* SOURCE RECORDS
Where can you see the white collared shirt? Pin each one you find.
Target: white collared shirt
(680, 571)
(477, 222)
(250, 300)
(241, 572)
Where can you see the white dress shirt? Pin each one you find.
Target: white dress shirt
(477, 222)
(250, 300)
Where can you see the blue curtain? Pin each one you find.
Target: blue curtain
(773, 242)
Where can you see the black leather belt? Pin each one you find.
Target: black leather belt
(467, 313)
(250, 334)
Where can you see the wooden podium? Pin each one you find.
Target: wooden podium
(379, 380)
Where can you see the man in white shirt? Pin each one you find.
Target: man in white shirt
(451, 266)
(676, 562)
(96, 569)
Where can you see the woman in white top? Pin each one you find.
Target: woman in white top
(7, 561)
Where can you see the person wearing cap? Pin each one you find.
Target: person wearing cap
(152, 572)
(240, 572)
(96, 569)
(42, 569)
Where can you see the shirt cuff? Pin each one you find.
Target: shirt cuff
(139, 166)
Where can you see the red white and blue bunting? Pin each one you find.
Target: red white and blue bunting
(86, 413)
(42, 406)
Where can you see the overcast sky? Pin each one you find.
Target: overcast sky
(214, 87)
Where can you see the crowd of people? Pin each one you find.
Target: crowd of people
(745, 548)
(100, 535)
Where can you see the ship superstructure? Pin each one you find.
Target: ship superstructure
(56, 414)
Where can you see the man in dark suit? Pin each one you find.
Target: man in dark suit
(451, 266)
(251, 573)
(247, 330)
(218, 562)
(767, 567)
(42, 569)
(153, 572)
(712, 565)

* TASK REQUIREMENTS
Copy out the stretch of the material above from the line containing "Where can you see the shirt" through the end, leaving every line unchanged.

* FINISHED EXERCISE
Where can you see the shirt cuff? Pin each one you find.
Target: shirt cuff
(139, 166)
Where can you see the red white and blue bunting? Pin each one you find.
Target: red white and blue bunting
(86, 413)
(42, 406)
Where can you see the overcast sky? Pin each one you find.
Target: overcast sky
(214, 87)
Where can you see the crowd of people? Pin each one you find.
Target: crowd of people
(745, 548)
(100, 535)
Where can you see the ship superstructure? Pin each one you find.
Target: ship superstructure
(56, 414)
Where can you see the man in dark suit? Pin each one you find.
Target: man in dark suit
(451, 266)
(251, 573)
(247, 330)
(218, 562)
(767, 567)
(42, 569)
(153, 572)
(712, 565)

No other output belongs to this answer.